What you are asked to do
Pick out every line in the records that contains the word "railing" and copy each one. Case counts.

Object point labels
____________
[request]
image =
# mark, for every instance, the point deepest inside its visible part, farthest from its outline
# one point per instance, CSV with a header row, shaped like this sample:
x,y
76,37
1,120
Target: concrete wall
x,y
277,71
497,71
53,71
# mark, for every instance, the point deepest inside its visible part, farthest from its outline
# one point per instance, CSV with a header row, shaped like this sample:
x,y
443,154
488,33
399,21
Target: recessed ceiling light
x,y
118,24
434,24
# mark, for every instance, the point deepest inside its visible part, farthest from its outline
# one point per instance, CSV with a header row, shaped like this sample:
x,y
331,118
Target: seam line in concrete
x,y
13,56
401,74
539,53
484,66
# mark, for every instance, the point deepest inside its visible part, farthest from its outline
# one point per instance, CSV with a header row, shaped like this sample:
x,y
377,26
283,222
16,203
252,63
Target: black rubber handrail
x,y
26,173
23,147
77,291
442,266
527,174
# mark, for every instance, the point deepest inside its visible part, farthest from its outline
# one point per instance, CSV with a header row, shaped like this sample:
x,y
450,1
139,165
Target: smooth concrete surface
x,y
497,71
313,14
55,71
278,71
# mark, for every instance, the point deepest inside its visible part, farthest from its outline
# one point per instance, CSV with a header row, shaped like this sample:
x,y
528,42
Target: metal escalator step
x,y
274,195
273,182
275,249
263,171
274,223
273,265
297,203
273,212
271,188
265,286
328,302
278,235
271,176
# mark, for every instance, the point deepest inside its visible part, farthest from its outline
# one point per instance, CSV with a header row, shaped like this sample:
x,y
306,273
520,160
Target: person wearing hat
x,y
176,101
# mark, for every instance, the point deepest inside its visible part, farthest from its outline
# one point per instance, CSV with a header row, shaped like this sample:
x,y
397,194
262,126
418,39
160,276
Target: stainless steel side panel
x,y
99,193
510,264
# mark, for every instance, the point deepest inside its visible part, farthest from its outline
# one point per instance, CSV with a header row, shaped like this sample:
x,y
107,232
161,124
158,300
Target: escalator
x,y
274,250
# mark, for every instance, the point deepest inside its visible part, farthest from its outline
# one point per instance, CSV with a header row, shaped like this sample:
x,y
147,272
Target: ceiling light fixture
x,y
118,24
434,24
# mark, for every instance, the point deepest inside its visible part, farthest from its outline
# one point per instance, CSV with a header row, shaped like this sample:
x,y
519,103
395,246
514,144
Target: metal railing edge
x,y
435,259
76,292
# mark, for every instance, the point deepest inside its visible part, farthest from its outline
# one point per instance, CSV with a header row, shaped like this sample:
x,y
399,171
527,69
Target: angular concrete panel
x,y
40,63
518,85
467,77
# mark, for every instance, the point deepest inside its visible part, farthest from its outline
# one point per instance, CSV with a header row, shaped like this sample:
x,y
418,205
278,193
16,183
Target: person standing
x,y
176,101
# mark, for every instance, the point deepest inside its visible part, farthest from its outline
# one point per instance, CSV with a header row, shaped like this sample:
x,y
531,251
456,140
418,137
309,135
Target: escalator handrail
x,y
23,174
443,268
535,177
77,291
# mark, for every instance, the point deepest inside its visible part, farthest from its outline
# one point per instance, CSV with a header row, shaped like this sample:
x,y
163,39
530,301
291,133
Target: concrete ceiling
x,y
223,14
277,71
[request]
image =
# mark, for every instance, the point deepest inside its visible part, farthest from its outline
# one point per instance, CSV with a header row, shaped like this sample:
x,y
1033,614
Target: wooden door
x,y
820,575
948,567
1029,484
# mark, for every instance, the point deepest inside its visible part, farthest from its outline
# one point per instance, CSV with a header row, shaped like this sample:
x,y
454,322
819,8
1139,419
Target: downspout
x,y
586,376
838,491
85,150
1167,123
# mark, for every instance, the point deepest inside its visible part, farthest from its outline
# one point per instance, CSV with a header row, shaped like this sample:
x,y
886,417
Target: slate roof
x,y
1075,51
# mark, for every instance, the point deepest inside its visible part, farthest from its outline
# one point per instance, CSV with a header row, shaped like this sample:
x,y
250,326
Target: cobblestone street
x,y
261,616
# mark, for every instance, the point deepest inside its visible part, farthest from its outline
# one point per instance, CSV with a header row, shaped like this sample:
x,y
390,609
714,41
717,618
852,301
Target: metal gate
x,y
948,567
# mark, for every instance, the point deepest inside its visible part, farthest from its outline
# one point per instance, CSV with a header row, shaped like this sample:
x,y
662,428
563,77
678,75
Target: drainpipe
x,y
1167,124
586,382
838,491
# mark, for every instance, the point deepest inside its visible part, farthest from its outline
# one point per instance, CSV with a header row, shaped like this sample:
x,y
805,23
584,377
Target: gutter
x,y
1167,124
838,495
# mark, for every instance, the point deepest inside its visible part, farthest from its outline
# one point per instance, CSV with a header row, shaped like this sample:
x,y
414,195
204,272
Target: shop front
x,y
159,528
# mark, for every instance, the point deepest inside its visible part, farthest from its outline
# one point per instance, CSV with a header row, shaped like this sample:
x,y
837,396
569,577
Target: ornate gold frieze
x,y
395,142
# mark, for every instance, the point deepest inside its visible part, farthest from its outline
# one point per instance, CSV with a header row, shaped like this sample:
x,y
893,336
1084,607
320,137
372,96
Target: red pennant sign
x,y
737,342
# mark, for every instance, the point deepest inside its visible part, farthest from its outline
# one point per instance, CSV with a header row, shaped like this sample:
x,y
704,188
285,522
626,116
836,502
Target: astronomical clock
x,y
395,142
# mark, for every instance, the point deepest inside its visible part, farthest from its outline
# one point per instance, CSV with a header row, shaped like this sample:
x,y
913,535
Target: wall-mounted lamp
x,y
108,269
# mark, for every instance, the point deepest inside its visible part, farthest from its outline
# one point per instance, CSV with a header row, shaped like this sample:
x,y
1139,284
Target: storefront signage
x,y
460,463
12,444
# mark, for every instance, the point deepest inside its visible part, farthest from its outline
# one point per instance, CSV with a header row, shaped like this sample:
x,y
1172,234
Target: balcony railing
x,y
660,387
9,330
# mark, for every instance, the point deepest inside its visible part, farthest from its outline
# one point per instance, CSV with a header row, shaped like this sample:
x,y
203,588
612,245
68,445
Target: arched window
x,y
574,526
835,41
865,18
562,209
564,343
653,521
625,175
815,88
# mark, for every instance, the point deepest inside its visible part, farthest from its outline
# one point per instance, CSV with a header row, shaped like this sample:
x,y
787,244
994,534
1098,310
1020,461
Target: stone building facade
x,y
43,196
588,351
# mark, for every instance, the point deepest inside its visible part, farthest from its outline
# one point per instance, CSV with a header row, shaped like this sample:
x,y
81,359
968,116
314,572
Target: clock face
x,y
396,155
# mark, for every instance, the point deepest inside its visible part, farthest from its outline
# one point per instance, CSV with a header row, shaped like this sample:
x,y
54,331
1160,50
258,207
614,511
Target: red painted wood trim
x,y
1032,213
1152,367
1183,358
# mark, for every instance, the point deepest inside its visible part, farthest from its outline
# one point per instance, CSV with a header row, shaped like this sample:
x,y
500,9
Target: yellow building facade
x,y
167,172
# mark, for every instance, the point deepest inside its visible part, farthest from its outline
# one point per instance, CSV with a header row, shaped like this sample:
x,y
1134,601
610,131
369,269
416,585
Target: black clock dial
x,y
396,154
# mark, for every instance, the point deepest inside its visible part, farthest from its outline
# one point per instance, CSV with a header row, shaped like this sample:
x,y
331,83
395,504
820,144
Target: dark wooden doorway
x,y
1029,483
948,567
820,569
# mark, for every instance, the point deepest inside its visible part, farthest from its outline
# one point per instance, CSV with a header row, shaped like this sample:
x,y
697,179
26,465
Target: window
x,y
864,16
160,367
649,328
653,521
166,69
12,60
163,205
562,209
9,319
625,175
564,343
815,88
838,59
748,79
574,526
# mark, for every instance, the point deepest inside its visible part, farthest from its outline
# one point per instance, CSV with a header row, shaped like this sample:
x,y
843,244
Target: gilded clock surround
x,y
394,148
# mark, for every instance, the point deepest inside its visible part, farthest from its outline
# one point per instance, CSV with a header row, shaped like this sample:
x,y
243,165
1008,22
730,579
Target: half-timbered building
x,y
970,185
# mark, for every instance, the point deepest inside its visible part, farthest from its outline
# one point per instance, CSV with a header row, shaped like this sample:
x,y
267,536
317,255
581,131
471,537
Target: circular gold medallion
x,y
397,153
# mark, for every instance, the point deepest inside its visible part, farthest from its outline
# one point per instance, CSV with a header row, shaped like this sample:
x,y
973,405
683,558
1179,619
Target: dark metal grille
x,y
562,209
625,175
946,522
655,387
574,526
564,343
____________
Task answer
Target: metal railing edge
Target: balcony railing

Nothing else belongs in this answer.